Quel est le fait, la phrase, qui vous a le plus marqué ?
Ce sont les témoignages des ministres de pays comme l’Afghanistan et la Jordanie, présents à la soirée organisée par l’Ambassade de Suisse. Les infrastructures de distribution ou de traitement de l’eau de ces pays sont endommagés par la violence des conflits armés ce qui rend l’accès à l’eau potable difficile. Le Geneva Water Hub, avec d’autres partenaires, a pris l’initiative de proposer une liste de principes légaux visant à protéger les infrastructures liées à l’eau dans le cas de conflits armés.
Un autre témoignage d’une représentante d’ONG présente au Yémen a mis en évidence les conséquences dévastatrices d’années de conflit sur la santé de la population civile par manque d’accès à l’eau potable. Je retiens en particulier cette phrase de Desmond Tutu (prix Nobel de la paix 1984) qu’elle a rappelée lors de sa présentation : « Faites le bien par petits bouts, là où vous êtes. Car ce sont ces petits bouts de bien, une fois assemblés, qui transforment le monde ».
Quelle est la contribution du groupe CSD dans la thématique de l’eau ?
-=-=-
§ CONSIGNES
A: Résumez en deux phrases l'extrait sur l'eau et les conflits armés.
B: Dans l'extrait sur l'eau et les conflits armés, qui a organisé la soirée où des ministres ont témoigné ?
C: Poursuivez l'extrait sur l'eau et les conflits armés à partir de sa dernière phrase.
Les lignes n'entrent pas en compte dans cet exercice.
-=-=-
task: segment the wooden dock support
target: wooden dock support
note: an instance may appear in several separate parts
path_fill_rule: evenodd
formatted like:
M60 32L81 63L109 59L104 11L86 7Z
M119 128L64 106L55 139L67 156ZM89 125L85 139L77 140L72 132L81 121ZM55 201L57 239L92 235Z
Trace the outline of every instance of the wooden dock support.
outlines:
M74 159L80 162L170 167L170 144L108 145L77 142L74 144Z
-=-=-
§ RÉPONSES ATTENDUES
A: Des ministres de pays comme l'Afghanistan et la Jordanie ont témoigné que les conflits armés endommagent les infrastructures d'eau et rendent difficile l'accès à l'eau potable, et le Geneva Water Hub a proposé avec d'autres partenaires une liste de principes légaux pour protéger ces infrastructures. Une représentante d'ONG présente au Yémen a décrit les conséquences dévastatrices de ces conflits sur la santé des civils privés d'eau potable et a rappelé une phrase de Desmond Tutu sur les petits bouts de bien qui, assemblés, transforment le monde.

B: L'Ambassade de Suisse.

C:
À l’international, CSD s’engage au travers de la plateforme du SWP, mais également au travers de projets que nous réalisons pour différents bailleurs de fonds actifs dans la coopération internationale, souvent en lien avec d’autres partenaires du SWP. Parmi les projets en cours, on peut citer celui qui vise à améliorer les connaissances hydrogéologiques du Tchad dans le but de permettre une gestion durable et ciblée de la ressource en eau, passant par une planification réfléchie de son utilisation. Certains collaborateurs du groupe sont également membres du Corps suisse d’aide en cas de catastrophes : ils peuvent être appelés à intervenir en cas de situation humanitaire d’urgence. C’est un engagement qui fait sens pour eux comme pour notre groupe. En Suisse, CSD est représenté dans les comités de différentes associations et commissions qui traitent de la protection et de la gestion durable de la ressource en eau.
Après cet événement, quel conseil concernant l’eau pouvez-vous donner à votre entourage ?
Ne pas oublier que 80% de l’eau que nous consommons en Suisse, au travers des biens et services importés, vient de l’étranger. Les régions productrices se retrouvent en situation de stress hydrique et les ressources en eau ne sont pas toujours accessibles en quantité et/ou qualité suffisantes pour répondre à leurs propres besoins. Nous pouvons agir chacun à notre niveau, en tant que consommateur en privilégiant des produits de proximité et à faible empreinte hydrique, ou en optant pour un menu végétarien qui réduit de moitié notre empreinte hydrique individuelle.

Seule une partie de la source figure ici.